L'excellence opérationnelle, la maîtrise de nos coûts et notre compétitivité dans toutes les régions du monde, notre dynamisme commercial et surtout la qualité de notre R et D sont à la base de notre confiance. Nous avons par exemple développé quatre nouveaux produits sur lesquels nous avons acquis une position de leader mondial, avec des prises de commandes très fortes. Premier exemple, les capteurs ultrason qui servent à avertir l'automobiliste des obstacles quand il se gare, le fameux bip bip bip : nous en avons déjà vendu 450 millions dans le monde et nous allons en vendre le double d'ici 2020. Ces capteurs sont devenus un standard du marché automobile. Deuxième innovation, les caméras de recul qui servent à faciliter le parking et améliorent la sécurité en marche arrière : plus de 10 millions de ces caméras que nous avons développées ont été vendues depuis 2009 et cinq fois plus le seront d'ici 2020. Valeo est aussi le premier équipementier à avoir lancé avec PSA Peugeot Citroën, le système Stop & Start qui arrête le moteur à l'arrêt et le redémarre automatiquement. Cette innovation très performante pour réduire les émissions de CO2 a été vendue à 8 millions d'exemplaires et nous avons en projet d'en produire 40 millions dans les années qui viennent. Enfin, quatrième produit innovant, les convertisseurs de couple pour boîtes automatiques ont été produits à 14 millions d'exemplaires et nous prévoyons d'en vendre près de 20 millions d'ici à 2020.

Comment voyez-vous évoluer le marché automobile dans les années qui viennent ?

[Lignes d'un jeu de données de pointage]
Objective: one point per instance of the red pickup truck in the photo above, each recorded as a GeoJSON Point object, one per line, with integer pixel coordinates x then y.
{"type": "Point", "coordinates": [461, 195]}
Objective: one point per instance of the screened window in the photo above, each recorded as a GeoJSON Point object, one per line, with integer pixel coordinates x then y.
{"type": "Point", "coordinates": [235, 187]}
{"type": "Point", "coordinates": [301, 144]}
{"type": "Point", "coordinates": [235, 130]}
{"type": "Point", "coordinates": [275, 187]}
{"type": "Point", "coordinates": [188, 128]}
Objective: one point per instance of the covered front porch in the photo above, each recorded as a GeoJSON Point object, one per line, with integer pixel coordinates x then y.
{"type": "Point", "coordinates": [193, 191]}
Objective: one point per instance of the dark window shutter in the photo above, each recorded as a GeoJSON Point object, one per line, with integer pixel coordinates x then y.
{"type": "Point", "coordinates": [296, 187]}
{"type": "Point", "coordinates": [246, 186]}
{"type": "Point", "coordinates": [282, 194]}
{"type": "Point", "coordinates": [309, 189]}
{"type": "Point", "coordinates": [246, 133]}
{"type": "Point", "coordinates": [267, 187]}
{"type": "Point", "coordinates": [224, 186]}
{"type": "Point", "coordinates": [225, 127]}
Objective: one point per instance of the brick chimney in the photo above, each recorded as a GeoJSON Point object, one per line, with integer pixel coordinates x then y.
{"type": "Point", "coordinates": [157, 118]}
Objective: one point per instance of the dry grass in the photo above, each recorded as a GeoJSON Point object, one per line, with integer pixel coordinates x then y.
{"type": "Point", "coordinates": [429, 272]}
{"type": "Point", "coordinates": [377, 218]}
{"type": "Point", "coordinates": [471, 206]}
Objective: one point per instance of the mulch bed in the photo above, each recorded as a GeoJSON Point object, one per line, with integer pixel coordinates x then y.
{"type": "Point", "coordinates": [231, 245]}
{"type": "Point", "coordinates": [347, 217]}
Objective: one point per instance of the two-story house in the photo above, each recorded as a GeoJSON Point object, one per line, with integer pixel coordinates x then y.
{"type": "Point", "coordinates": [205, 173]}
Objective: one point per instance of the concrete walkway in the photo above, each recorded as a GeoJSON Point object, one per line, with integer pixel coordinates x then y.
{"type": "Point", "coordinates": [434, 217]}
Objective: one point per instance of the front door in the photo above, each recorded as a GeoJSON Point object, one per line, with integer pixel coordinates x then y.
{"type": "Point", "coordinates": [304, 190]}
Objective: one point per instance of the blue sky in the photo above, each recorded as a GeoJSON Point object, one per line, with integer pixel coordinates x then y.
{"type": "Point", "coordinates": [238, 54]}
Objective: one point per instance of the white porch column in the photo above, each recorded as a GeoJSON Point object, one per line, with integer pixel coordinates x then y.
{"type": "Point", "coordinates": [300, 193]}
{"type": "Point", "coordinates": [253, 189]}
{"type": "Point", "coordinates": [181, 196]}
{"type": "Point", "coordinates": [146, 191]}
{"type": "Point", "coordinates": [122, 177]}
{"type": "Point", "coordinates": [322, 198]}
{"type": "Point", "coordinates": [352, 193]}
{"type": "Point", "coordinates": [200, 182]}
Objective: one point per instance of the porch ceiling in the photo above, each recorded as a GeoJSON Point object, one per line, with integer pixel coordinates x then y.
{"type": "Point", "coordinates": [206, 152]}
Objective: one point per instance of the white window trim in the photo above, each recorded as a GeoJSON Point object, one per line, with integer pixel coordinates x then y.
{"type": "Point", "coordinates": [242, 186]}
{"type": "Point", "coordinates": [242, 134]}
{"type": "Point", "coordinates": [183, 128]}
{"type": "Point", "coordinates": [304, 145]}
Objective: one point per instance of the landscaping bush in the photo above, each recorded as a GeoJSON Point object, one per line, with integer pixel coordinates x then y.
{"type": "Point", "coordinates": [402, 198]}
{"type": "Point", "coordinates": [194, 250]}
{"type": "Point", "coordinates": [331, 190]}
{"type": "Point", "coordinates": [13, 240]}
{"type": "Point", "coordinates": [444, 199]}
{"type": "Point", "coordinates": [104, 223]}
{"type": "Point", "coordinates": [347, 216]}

Consignes:
1. Répondez brièvement à ces questions à partir du texte de la page :
(a) Combien de capteurs ultrason ont déjà été vendus dans le monde ?
(b) Avec quel constructeur le système Stop & Start a-t-il été lancé ?
(c) À combien d'exemplaires les convertisseurs de couple pour boîtes automatiques ont-ils été produits ?
2. Poursuivez le texte de la page à partir de sa dernière phrase.

Réponses rédigées:
1.
(a) 450 millions.
(b) PSA Peugeot Citroën.
(c) 14 millions.

2.
L'industrie automobile est en plein bouleversement. Deux tendances guident le secteur : les réductions des émissions de CO2 notamment tirées par les réglementations. Et la demande pour des voitures connectées, intuitives. La réglementation va exercer une pression croissante. En 2021, l'Europe exigera des constructeurs que leur gamme de véhicules émette en moyenne moins de 95g de CO2 contre 135g aujourd'hui. Cela va accélérer l'innovation. En ce qui concerne la voiture connectée, la réglementation n'intervient que peu pour l'instant, par exemple avec l'installation en série de l'appel automatique en cas d'accident ou encore avec la caméra de recul, réclamée par les compagnies d'assurance. La demande vient avant tout des consommateurs. Quand on voit le temps perdu dans les embouteillages, le concept de voiture autonome prend tout son sens. Dans le futur, qui ne voudra pas faire de sa voiture son deuxième bureau ou bien un espace de loisirs ? Ces innovations se diffusent lentement, mais lorsqu'elles arrivent, le client qui en bénéficie ne veut plus s'en passer : c'est ainsi que Valeo a déjà vendu 5 millions de systèmes de parking assistés, le « Park4U ». L'avenir, c'est par exemple la clef connectée dans le portable, et bien entendu la voiture en pilotage automatique.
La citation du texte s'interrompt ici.